What to do: Starting with the line that contains "If you could point at the footbridge" and continuing through the end of the data below, render those lines as a JSON list of strings, one string per line, with blank lines omitted.

____

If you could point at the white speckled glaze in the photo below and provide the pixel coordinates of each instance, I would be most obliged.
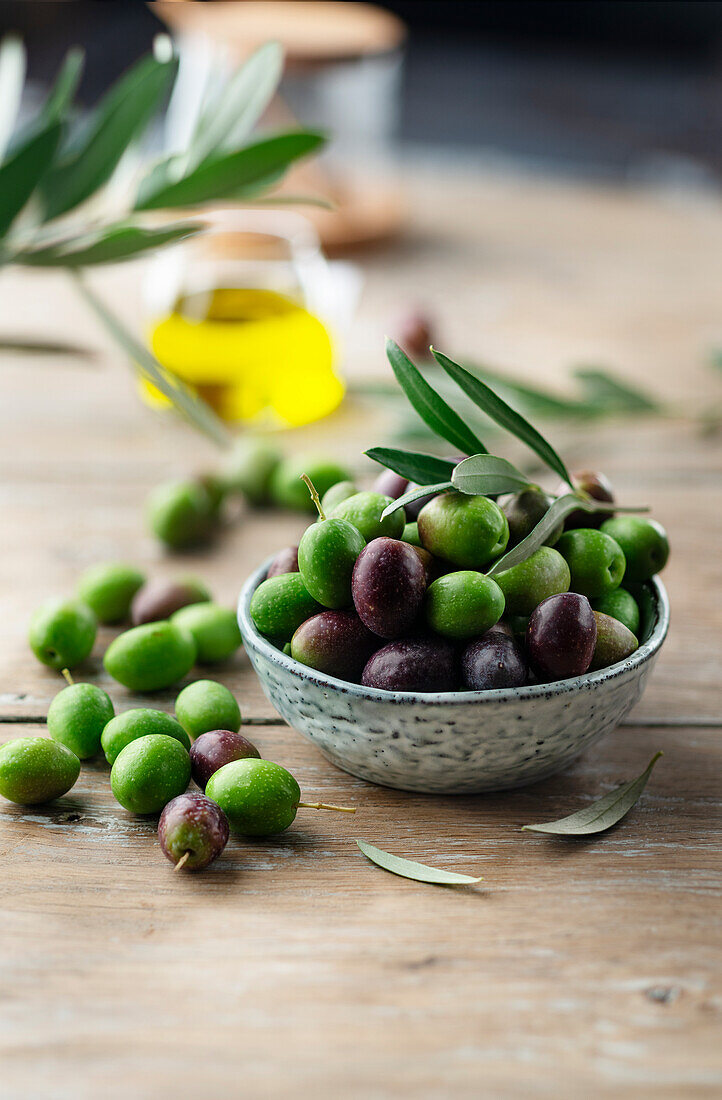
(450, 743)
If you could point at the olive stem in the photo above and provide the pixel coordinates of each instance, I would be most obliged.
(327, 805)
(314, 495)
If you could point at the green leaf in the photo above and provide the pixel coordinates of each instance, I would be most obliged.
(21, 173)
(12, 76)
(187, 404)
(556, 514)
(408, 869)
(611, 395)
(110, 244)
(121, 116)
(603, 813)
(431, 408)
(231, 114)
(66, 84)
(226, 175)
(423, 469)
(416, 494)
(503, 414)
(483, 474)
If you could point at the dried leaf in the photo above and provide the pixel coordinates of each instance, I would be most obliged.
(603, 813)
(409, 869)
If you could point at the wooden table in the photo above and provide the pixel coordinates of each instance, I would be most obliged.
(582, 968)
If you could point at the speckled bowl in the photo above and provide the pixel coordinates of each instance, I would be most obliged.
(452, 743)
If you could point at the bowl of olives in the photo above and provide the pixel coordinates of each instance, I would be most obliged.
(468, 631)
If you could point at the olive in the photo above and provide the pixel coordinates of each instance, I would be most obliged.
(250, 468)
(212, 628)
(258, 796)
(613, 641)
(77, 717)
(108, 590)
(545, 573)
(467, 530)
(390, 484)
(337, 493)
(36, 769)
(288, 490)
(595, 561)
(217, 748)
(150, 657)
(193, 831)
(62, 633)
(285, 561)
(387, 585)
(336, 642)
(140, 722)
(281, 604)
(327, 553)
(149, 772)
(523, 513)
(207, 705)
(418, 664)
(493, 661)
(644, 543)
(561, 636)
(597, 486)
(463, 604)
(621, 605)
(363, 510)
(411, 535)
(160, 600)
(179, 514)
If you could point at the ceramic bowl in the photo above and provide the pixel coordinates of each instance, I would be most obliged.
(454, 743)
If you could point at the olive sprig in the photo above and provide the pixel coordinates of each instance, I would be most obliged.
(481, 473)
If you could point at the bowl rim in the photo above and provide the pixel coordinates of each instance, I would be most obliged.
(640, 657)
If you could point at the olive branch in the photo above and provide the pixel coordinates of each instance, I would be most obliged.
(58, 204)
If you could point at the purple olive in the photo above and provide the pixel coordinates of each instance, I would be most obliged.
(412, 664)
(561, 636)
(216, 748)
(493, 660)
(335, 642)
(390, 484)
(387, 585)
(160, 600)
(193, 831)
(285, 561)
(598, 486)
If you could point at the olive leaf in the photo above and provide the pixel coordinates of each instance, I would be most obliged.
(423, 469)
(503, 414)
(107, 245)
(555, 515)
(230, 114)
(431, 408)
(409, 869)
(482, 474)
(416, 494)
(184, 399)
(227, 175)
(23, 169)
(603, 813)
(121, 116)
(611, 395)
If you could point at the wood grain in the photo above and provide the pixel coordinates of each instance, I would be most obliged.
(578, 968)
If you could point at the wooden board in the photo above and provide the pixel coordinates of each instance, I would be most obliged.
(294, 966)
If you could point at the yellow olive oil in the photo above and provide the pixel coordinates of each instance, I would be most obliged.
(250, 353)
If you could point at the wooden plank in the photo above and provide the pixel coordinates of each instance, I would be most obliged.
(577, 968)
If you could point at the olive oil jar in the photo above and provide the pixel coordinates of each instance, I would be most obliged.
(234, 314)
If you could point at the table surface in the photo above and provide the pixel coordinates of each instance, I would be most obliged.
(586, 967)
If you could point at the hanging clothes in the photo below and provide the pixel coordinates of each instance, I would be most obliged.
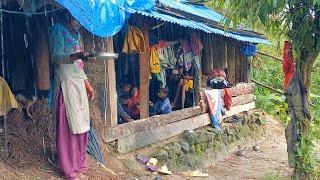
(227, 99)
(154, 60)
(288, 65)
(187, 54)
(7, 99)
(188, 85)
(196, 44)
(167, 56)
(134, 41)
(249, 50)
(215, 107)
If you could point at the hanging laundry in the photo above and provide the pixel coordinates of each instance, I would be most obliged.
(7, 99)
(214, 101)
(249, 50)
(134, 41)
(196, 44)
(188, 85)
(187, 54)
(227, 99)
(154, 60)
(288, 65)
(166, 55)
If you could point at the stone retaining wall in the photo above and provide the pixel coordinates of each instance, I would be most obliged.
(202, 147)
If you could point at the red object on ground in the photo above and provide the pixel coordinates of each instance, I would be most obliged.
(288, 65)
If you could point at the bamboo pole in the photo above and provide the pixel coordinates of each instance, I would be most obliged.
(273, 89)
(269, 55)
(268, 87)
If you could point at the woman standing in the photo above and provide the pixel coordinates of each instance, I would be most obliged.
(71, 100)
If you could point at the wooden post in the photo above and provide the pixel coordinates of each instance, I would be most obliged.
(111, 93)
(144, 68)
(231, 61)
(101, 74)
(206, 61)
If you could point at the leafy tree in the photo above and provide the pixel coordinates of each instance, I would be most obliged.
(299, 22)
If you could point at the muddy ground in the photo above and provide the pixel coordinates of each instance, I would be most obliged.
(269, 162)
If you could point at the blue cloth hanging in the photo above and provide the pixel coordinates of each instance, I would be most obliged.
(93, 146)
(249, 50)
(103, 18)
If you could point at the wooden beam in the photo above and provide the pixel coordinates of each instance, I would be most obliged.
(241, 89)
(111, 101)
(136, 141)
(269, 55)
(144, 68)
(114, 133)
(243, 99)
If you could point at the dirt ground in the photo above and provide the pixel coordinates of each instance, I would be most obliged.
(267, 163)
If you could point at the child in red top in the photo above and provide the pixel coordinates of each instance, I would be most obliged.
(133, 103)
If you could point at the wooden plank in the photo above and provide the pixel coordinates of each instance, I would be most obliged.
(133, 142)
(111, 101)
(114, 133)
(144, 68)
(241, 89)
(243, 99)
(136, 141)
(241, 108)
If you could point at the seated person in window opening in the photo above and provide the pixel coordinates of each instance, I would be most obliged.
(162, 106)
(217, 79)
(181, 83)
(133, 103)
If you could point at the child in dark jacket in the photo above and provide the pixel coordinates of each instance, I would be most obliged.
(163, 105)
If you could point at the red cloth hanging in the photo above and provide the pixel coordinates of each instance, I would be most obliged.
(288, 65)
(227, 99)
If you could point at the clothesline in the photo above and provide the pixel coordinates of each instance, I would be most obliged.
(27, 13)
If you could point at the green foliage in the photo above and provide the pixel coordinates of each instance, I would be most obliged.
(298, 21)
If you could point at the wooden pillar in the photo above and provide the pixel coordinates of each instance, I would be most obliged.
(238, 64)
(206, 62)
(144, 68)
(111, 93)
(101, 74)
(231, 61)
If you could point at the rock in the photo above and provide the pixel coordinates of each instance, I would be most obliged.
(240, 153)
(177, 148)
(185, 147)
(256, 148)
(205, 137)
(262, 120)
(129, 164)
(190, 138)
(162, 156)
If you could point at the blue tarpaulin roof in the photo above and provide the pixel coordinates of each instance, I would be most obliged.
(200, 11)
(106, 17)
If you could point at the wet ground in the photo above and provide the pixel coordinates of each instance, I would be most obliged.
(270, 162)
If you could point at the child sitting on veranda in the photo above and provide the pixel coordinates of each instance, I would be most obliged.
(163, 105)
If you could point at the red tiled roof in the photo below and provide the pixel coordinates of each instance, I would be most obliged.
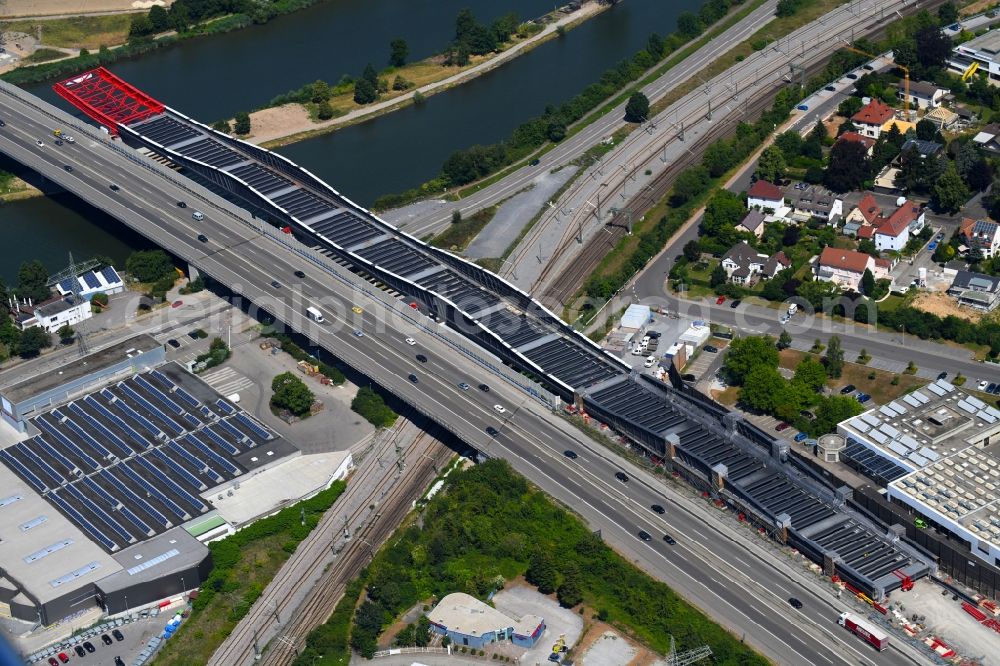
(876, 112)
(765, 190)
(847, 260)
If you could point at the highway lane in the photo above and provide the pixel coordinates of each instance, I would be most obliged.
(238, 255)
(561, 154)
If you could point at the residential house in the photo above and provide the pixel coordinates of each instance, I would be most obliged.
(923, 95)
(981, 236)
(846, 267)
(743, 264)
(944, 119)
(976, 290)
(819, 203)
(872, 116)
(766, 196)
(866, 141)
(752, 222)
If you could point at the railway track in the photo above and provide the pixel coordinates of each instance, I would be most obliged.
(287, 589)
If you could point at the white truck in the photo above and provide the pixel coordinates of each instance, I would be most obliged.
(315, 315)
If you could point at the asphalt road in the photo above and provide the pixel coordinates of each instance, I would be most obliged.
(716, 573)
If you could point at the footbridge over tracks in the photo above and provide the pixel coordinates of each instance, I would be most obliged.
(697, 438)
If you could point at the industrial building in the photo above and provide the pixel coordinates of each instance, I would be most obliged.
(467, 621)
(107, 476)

____

Output for this exercise:
[
  "If you could point at the footbridge over tracks in the photo above and provide the pixel coordinates of each instance, I would be most obliged.",
  "(697, 438)",
  "If you could point at the industrial building in the photo above and provide the pixel coordinates of each instance, I would be most obliged.",
  "(467, 621)",
  "(107, 476)"
]